» STORED DATA:
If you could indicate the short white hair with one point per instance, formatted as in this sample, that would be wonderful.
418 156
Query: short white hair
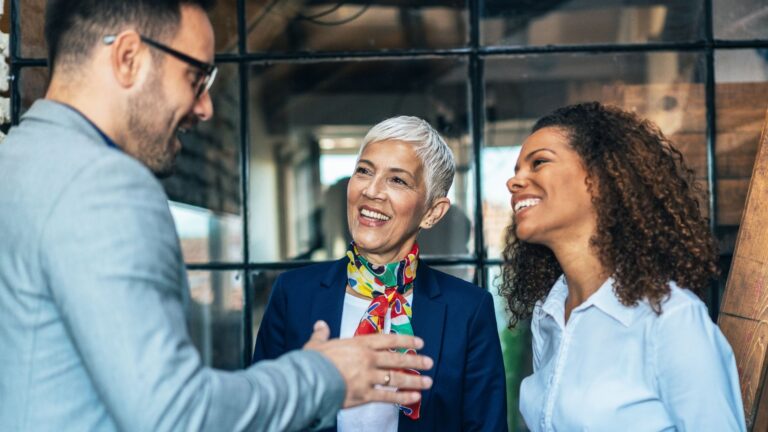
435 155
---
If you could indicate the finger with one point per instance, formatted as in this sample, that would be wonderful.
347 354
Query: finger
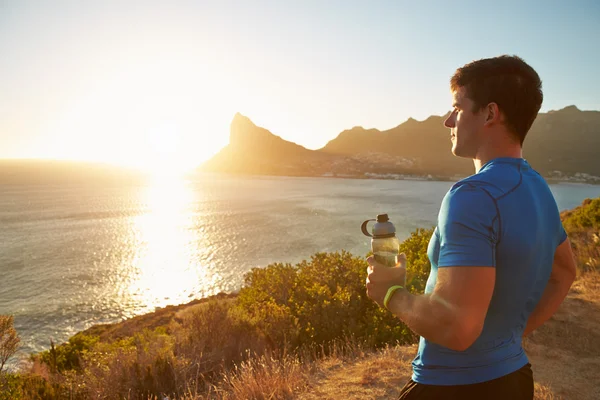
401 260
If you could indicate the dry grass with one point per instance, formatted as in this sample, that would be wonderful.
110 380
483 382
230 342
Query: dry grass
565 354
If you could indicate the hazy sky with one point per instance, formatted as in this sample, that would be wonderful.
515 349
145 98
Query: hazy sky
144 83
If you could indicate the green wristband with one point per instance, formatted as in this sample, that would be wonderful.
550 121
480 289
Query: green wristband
==
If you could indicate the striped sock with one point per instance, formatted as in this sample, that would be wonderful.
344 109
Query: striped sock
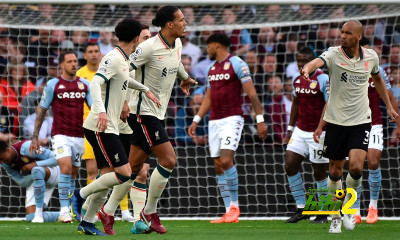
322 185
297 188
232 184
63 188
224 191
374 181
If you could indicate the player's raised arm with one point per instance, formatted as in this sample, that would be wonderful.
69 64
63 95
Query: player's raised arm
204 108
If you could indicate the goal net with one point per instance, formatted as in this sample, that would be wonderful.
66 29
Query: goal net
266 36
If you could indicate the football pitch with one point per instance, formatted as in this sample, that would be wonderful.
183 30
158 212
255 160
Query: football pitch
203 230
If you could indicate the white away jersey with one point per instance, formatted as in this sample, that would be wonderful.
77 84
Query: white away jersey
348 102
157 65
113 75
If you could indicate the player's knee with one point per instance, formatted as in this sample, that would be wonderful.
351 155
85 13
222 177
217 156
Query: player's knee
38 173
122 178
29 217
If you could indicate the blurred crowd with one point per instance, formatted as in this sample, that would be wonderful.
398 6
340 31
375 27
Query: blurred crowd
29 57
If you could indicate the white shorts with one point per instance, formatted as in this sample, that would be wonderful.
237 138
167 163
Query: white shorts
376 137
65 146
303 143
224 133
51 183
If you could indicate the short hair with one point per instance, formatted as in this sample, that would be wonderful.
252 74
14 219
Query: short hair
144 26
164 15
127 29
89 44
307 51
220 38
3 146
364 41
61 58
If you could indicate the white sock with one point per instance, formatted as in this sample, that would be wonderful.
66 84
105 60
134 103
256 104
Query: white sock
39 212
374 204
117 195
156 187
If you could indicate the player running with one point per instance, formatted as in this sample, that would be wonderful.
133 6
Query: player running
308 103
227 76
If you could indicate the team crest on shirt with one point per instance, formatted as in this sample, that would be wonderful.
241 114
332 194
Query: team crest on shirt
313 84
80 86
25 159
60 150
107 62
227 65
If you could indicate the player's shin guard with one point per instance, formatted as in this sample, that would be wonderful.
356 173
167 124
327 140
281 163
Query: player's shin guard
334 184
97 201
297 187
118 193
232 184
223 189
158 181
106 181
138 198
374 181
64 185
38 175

» WHAT YOU NEED TO DO: Collect every line of the items above that contains the string "shorts", copying each in full. Matching is case-sensitive.

» THE RESULT:
If you could indicate the white shorts with one point per instance, formatted as in this sample, that would be wonderful.
Query: white shorts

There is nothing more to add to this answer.